* _TASK ITEM 1_
Reproduce everything in the passage on selfies from "Now, to be fair" down to "to feel better)".
* _TASK ITEM 2_
Answer these questions using the passage on selfies:
(a) Which publication did the writer consult about the selfie phenomenon?
(b) According to the quoted passage, what had the American Psychiatric Association classed "selfitis" as?
(c) What example does the list give for social competition?
* _TASK ITEM 3_
Write the next part of the passage on selfies, starting after its final line.

* _SOURCE TEXT_
A selfie using a timer on my cellphone

What is it about a “selfie” that has so many people taking them? I turned to Psychology Today to see what they had to say about the selfie phenomenon. Here is what the author, Mark Griffiths, had to say, “the selfie is much more than a way to show your friends and family what you’ve been up to, or your new haircut or a celebrity that you’ve met, and it’s also the most efficient form of self-expression.” Also found in another article written by Griffiths was the reference to selfitis, which was also referred to as me, myself-itis:

“… the American Psychiatric Association (APA) had classed “selfitis” as a new mental disorder. According to the author, the organization had defined selfitis as “the obsessive compulsive desire to take photos of one’s self and post them on social media as a way to make up for the lack of self-esteem and to fill a gap in intimacy”.

Now, to be fair there are a number of positives posited which Griffiths points out:

  • Self-confidence (e.g. taking selfies to feel more positive about oneself)
  • Environmental enhancement (e.g. taking selfies in specific locations to feel good and show off to others)
  • Social competition (e.g. taking selfies to get more “likes” on social media)
  • Attention seeking (e.g. taking selfies to gain attention from others)
  • Mood modification (e.g. taking selfies to feel better)
  • Subjective conformity (e.g. taking selfies to fit in with one’s social group and peers)

* _GIVEN ENTRIES_
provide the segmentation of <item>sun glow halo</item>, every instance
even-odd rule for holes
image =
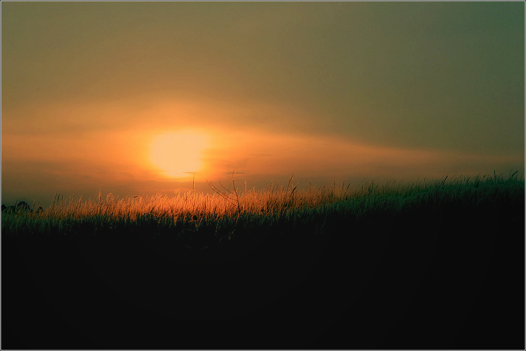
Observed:
[[[193,131],[179,131],[156,136],[151,145],[152,163],[167,176],[181,177],[202,167],[201,153],[206,138]]]

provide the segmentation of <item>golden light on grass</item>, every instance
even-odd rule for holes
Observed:
[[[206,142],[205,135],[193,130],[158,134],[151,141],[150,160],[167,177],[185,177],[201,168]]]

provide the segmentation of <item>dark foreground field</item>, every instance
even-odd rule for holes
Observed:
[[[171,224],[4,211],[2,348],[523,349],[524,181],[459,184]]]

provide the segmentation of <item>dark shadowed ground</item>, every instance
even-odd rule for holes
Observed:
[[[3,233],[2,347],[523,349],[514,216],[335,215],[321,234],[278,223],[204,250]]]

* _WRITTEN ANSWER 1_
Now, to be fair there are a number of positives posited which Griffiths points out:

  • Self-confidence (e.g. taking selfies to feel more positive about oneself)
  • Environmental enhancement (e.g. taking selfies in specific locations to feel good and show off to others)
  • Social competition (e.g. taking selfies to get more “likes” on social media)
  • Attention seeking (e.g. taking selfies to gain attention from others)
  • Mood modification (e.g. taking selfies to feel better)

* _WRITTEN ANSWER 2_
(a) Psychology Today
(b) A new mental disorder
(c) Taking selfies to get more "likes" on social media

* _WRITTEN ANSWER 3_
What does that mean for those who take nude self-portraits or selfies, a distinction that I need to clarify before going on? A self-portrait is an image taken by a photographer with the intent to convey a message. Though selfies are usually taken with a smartphone, they can also be taken with a DSLR, so it is not about the camera. The image above was intentional for the purpose of this blog post. There is a message imbedded in the image. Yet, most would call the image a selfie because it was taken using a smartphone and a mirror. The lines between selfie and self-portrait become blurred.

I can see and understand that there is indeed, subjective conformity as suggested by Griffiths. I post images here [rarely anywhere else] knowing that I am in a community comprised of readers who are choosing to come to this site and read my blog posts. I am sharing links to these posts on Twitter as well. There is a naturist community on Twitter that doesn’t focus on the idea of nudity equating with sexual activity.

As for attention seeking and/or mood modification, that may or may not be part of the rationale for taking and posting a selfie. Not all photos taken are posted. Likely for most within this community, my guess would be that only a fraction of the photos taken ever get posted, especially by those who are legitimately called photographers. Social competition? The race to garner more likes? That is another hard question to answer. It all comes down to the intention. Is the intention to grow the community? To inspire others to adopt yoga into their lives in order to have a healthier life? The intention is important. As my readers soon learn, my intention is to go beneath the skin, to look at the human psyche.

And there is another reason that I find that merits consideration. Those taking these nude self-portraits are creating a record over the years. Photos tell a person a lot about themselves. There is an authenticity with the nude photos that can’t be matched when one hides behind clothing, styles, activities, and locations. The journey of self-discovery is not an easy journey.

With all of that said, why do you take and post selfies? Or, equally as important, why don’t you take and post selfies? What are your motivations? What role does fear play in either path taken? Is there an element of defiance or hint of excitement? The questions are many. It’s your turn to talk.